## Written exercise 1
Reproduce the part of the letter that starts at the words "Besides, General Conference" and stops after the words "sure it will.".
## Written exercise 2
In the letter, on which dates will the mission get General Conference?

-- Start Text shown --

Monday, March 25, 2013


My Dearest Mother,
I am doing quite well today, and how are you? My stomach keeps making weird noises and turning around on itself, but I can't say that's is much too out of the usual.
I am stuck here yet again using the french keyboard formatting, but I would quite say that I am doing really well at getting used to it. The only one that still sort of tricks me is that the 'q' is in the 'a' place. I am already used to going up for the 'a,' but I use to 'q' so seldomly that when it is q time that i forget and go back up to the top row. Sometimes the mission is just so stinking hard, haha, just jokes just jokes. 
I've said it before and i'll say it again; i hate to be the bearer of bad news, but the package has not come yet. They picked up packages last week and I guess it didn't quite make it in time for that cut, and the next time they'll be doing a package run is not until next week. That's not too long though, but let's just hope it made it in there though. I wouldn't worry if I were you though; it'll all turn out well.
Besides, General Conference is coming in hot! You all will have it in a week from Saturday, which is way close! We will get it a solid two weeks after that, so on the 20th and the 21st, which is still coming in hot. I am getting way excited about this, especially since it will all be in English here at the mission home. I think that'll really help me to focus more. It's pretty crazy too that i am just getting so excited about conference. I expect that this excitement for simple church things like this will last longer than the mission; that is at least my hope. No, yeah, i am sure it will. 
As far as skyping for mother's day... I don't have any news on that yet. I mean, we will definitely be doing it, but other than that I don't know. We will definitely talk about that more as the time comes closer, but I don't have much to say on that yet.
Easter shouldn't be a problem this year as far as finding a computer to use just for that exact fact. I could just do it in the office it I really needed to, so no worries there. I still don't understand 'easter monday' yet. It just doesn't feel like a real holiday. If we were really to celebrate Christ's ressurection then monday would have nothing to do with it.. just another excuse to party. Don't get me wrong though, I love to party, I mean, I'm not laaame, but "come on!"
Anywho though, I just want to tell you that I am super proud of you for finishing your first term for your masters degree. That is a huge accomplishment, and now you only have three more to go! You can do it!

-- End Text shown --
-- Start Listed records --

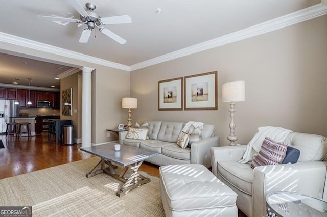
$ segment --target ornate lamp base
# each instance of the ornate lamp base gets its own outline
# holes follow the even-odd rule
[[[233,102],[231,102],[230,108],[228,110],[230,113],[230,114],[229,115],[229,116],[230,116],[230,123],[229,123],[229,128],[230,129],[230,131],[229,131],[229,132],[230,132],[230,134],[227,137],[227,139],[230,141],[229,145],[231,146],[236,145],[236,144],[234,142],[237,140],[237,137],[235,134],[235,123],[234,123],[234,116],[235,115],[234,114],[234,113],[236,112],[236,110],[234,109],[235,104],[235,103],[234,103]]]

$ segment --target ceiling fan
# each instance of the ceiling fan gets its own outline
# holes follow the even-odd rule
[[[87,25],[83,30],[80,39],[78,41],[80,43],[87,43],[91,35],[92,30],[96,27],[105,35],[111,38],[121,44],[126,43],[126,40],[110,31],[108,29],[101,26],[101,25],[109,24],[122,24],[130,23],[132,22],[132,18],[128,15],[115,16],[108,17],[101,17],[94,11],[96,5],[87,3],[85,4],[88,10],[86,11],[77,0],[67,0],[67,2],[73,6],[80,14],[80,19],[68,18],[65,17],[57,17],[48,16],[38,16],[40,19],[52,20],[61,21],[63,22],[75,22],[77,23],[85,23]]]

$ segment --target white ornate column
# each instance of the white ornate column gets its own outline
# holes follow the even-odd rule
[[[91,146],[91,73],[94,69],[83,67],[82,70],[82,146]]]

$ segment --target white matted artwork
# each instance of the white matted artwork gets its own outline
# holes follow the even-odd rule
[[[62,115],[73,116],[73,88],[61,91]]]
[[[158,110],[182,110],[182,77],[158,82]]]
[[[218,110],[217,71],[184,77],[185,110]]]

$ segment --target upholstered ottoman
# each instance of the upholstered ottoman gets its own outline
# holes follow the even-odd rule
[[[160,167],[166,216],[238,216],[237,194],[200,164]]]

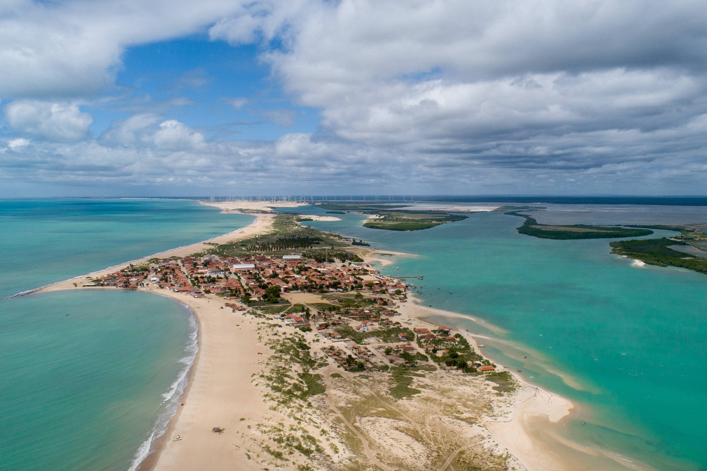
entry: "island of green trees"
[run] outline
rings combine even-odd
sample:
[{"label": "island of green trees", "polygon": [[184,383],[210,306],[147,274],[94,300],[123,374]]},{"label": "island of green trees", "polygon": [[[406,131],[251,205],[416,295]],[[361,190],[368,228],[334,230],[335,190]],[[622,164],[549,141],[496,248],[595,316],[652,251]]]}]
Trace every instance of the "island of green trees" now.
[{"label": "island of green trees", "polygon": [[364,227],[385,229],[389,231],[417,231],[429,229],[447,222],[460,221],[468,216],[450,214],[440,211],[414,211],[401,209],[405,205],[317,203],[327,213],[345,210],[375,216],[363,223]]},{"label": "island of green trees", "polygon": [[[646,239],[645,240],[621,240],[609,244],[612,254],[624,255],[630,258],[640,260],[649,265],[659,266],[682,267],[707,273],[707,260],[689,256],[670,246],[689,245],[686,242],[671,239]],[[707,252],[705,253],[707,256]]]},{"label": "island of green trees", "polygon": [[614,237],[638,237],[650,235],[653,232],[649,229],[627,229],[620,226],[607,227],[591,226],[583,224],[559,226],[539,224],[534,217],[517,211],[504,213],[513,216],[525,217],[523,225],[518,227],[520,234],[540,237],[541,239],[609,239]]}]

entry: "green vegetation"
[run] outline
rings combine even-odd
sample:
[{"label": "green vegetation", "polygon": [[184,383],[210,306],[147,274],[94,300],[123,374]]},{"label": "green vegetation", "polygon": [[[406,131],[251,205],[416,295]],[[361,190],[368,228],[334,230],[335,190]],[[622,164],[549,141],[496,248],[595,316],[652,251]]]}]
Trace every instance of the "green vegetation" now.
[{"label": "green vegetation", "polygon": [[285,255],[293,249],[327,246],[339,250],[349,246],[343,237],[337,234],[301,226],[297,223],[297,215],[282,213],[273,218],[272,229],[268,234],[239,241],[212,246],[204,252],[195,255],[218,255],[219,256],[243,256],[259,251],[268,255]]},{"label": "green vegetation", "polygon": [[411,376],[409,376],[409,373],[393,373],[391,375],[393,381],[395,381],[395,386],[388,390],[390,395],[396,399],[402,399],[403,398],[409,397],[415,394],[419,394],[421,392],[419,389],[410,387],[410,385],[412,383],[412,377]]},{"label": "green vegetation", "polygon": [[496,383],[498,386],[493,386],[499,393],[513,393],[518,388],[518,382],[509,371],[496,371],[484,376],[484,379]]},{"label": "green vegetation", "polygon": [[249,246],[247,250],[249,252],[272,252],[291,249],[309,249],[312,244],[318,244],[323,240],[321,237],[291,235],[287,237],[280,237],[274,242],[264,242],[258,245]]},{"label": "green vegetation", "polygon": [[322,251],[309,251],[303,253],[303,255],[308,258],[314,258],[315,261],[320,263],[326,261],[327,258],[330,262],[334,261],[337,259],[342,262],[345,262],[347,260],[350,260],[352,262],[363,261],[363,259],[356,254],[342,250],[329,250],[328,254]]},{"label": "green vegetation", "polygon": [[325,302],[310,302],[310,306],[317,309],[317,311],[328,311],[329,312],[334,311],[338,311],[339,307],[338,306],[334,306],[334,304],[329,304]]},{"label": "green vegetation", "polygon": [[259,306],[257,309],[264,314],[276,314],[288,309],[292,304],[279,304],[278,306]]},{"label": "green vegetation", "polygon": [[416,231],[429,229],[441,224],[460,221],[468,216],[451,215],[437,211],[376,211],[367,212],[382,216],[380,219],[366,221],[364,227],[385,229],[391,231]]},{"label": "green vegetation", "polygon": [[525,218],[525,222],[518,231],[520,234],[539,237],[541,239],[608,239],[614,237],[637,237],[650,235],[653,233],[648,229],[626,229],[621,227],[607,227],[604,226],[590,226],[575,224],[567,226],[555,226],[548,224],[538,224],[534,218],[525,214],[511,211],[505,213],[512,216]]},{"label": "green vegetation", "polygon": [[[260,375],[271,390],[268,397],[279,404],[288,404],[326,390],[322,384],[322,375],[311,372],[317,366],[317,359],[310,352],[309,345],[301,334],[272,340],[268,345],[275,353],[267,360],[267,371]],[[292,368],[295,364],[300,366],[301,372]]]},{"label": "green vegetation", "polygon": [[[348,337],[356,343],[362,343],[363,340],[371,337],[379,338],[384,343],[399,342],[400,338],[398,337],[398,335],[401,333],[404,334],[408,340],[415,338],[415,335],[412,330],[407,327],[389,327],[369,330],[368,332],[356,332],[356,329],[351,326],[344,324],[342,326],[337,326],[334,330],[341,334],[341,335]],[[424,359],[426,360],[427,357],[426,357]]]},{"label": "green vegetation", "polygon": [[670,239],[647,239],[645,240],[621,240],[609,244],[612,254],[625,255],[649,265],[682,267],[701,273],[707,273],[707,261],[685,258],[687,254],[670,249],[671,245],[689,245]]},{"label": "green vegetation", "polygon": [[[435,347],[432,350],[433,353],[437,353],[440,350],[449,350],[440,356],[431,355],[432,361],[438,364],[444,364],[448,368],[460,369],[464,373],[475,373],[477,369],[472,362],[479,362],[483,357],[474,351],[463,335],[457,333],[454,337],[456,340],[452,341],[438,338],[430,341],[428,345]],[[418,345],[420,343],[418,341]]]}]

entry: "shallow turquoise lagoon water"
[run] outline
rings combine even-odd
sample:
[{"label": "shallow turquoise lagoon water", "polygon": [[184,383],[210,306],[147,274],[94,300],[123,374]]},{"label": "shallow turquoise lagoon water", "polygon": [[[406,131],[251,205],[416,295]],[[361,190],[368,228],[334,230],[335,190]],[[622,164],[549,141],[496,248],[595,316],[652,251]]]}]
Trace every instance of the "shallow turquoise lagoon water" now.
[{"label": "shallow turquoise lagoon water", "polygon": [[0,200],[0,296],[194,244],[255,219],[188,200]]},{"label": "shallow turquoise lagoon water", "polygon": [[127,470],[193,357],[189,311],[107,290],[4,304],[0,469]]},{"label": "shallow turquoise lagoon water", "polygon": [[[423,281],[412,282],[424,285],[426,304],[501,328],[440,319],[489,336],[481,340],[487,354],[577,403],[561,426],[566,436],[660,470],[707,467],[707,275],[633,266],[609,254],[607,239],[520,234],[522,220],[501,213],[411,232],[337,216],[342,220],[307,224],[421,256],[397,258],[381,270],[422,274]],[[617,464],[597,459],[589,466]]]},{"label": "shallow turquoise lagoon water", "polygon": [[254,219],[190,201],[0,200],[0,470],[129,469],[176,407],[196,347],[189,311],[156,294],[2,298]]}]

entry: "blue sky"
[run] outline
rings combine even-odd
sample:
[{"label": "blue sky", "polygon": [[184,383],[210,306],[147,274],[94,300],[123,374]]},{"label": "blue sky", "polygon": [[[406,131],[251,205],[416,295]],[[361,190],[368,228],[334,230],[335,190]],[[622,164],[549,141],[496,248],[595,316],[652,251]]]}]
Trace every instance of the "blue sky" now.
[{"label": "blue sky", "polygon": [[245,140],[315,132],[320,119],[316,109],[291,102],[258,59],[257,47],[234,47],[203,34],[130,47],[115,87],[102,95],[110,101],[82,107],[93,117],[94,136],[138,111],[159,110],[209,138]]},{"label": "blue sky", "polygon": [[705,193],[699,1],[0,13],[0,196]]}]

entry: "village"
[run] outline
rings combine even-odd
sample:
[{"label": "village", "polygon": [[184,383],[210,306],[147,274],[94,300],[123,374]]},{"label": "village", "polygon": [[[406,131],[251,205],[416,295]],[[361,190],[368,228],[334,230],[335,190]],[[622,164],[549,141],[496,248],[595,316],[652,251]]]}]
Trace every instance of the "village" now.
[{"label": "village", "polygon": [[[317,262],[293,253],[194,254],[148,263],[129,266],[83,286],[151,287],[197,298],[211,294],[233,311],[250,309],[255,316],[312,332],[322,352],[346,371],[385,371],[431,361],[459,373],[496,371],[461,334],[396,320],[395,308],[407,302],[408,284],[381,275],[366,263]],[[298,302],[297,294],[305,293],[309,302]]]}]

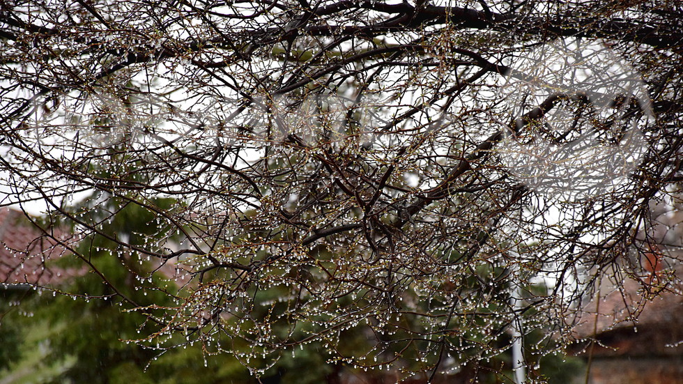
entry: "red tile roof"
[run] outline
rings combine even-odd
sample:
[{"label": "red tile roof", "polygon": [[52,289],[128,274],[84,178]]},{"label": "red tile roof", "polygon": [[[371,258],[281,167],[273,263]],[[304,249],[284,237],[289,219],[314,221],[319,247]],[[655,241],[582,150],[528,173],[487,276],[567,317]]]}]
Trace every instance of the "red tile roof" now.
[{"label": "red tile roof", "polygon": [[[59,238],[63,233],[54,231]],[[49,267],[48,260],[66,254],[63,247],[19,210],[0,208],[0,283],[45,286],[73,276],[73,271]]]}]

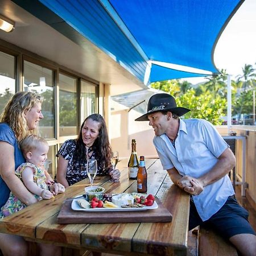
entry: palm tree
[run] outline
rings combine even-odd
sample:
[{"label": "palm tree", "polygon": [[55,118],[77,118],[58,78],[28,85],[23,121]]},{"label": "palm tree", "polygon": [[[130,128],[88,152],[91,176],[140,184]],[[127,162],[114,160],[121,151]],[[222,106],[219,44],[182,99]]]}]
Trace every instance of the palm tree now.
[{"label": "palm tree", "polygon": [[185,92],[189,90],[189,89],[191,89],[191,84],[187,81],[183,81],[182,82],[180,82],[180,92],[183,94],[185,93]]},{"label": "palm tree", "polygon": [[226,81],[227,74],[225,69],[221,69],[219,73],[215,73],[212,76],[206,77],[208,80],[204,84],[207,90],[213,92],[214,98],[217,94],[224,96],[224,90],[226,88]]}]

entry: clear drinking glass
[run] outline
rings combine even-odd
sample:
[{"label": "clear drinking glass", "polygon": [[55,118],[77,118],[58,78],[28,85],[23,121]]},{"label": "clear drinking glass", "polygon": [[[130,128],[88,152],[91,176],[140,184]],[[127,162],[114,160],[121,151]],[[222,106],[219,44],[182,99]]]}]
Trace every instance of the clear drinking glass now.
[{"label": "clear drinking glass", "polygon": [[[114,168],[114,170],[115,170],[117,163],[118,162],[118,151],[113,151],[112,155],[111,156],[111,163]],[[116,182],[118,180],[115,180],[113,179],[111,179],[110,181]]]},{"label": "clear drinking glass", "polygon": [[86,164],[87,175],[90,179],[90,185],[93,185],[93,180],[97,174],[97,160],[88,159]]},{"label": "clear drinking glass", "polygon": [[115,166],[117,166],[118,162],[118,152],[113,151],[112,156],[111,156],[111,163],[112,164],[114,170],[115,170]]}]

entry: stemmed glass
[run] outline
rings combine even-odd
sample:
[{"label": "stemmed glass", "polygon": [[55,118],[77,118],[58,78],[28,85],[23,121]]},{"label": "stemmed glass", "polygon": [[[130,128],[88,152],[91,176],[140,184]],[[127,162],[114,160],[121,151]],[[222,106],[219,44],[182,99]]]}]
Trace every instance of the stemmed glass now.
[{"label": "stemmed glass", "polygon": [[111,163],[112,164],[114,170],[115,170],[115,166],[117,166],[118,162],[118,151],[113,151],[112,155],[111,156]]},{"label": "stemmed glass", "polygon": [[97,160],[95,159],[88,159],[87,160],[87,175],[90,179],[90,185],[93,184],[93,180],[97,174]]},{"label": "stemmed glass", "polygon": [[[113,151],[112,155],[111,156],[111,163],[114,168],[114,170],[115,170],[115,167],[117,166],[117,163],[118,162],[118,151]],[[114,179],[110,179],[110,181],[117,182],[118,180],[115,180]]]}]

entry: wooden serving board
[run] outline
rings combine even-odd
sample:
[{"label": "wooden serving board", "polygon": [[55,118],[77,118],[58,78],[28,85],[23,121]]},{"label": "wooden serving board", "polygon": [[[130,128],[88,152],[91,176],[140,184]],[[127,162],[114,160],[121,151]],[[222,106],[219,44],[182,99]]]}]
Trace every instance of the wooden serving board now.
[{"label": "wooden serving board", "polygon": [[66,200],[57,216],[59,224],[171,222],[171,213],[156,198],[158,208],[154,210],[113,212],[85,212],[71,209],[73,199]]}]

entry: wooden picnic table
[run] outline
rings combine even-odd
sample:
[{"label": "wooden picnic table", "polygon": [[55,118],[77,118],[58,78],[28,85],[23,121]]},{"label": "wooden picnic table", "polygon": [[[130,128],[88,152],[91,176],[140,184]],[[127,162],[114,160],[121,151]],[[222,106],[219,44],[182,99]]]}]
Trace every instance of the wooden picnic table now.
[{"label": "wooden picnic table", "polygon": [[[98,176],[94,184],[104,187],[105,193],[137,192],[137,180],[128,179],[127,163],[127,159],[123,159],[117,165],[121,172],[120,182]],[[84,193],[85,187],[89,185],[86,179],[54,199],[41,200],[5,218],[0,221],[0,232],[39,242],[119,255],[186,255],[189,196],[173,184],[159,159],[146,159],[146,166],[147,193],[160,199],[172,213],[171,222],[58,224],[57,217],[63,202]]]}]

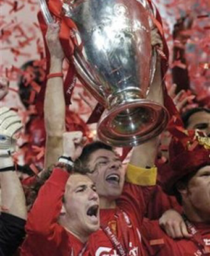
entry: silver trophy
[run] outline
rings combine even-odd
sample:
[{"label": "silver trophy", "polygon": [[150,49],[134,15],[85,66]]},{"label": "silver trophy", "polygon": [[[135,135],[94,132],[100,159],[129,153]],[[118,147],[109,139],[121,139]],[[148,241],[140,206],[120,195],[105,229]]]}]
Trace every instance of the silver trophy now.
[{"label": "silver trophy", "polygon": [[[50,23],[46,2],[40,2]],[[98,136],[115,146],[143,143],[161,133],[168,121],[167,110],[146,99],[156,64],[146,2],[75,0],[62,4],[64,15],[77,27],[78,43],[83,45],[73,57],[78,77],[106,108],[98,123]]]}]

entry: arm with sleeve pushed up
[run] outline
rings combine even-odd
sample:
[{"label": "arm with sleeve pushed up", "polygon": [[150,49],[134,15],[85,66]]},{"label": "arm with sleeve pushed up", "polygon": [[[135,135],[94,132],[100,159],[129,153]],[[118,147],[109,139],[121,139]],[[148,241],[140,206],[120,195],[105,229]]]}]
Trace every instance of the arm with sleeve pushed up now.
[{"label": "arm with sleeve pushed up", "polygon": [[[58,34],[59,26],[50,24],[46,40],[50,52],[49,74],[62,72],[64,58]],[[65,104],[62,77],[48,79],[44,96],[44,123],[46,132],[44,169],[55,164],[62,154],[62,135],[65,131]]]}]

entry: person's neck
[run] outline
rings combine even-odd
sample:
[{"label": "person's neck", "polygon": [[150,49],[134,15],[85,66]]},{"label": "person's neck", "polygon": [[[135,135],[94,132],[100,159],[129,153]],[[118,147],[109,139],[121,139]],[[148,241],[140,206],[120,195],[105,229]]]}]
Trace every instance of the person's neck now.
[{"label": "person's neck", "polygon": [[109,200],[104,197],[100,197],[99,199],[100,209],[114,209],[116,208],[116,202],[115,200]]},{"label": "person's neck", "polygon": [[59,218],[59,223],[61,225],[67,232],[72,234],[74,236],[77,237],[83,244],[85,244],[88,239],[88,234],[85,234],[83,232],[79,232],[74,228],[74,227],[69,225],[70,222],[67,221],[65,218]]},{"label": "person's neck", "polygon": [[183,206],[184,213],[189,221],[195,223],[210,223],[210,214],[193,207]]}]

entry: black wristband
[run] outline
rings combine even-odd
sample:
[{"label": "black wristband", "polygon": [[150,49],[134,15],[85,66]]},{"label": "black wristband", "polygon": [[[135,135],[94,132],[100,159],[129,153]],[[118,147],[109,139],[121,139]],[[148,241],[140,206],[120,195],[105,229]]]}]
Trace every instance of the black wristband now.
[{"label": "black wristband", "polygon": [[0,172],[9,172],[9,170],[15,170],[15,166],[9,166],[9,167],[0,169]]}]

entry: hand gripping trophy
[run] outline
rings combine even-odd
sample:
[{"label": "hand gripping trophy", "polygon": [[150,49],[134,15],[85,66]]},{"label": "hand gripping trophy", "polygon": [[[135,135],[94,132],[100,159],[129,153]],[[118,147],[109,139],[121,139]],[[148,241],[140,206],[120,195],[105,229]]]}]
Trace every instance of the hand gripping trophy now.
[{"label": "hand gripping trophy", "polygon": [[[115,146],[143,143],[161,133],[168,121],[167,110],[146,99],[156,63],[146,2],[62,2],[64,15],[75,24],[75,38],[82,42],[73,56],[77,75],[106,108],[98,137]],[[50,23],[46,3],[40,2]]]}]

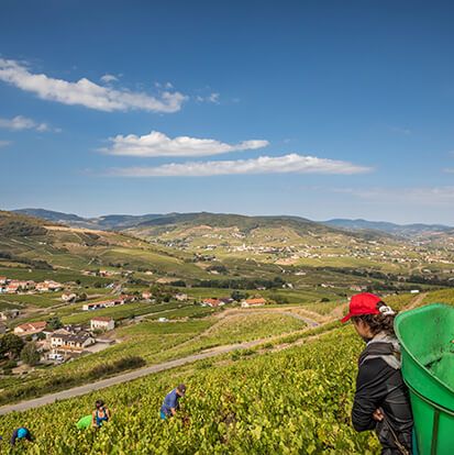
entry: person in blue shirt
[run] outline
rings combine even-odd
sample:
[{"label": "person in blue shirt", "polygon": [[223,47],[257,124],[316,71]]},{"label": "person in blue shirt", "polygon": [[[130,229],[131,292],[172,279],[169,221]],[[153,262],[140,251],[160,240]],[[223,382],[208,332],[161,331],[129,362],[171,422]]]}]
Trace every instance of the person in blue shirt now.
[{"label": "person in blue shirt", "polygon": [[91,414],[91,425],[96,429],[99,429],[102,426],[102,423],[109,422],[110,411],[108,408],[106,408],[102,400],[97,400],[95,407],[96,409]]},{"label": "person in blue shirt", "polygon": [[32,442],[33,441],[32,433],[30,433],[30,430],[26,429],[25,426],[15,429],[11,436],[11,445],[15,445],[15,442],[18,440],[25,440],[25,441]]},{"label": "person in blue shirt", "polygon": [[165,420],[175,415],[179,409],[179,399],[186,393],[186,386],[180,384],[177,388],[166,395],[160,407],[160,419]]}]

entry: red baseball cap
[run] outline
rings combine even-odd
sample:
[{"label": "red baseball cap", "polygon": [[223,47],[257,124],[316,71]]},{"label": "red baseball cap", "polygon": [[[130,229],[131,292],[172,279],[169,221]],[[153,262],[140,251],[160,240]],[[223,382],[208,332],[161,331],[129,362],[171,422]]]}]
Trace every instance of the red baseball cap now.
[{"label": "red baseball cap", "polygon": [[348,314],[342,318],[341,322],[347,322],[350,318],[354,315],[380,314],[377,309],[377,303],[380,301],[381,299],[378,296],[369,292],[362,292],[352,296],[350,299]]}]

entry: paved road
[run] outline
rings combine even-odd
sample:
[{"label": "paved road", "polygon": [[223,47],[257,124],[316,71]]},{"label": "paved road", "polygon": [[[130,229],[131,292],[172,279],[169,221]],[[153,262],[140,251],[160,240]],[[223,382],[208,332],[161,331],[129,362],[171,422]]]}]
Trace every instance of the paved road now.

-- End Listed records --

## Worked answer 1
Besides, General Conference is coming in hot! You all will have it in a week from Saturday, which is way close! We will get it a solid two weeks after that, so on the 20th and the 21st, which is still coming in hot. I am getting way excited about this, especially since it will all be in English here at the mission home. I think that'll really help me to focus more. It's pretty crazy too that i am just getting so excited about conference. I expect that this excitement for simple church things like this will last longer than the mission; that is at least my hope. No, yeah, i am sure it will.

## Worked answer 2
On the 20th and the 21st.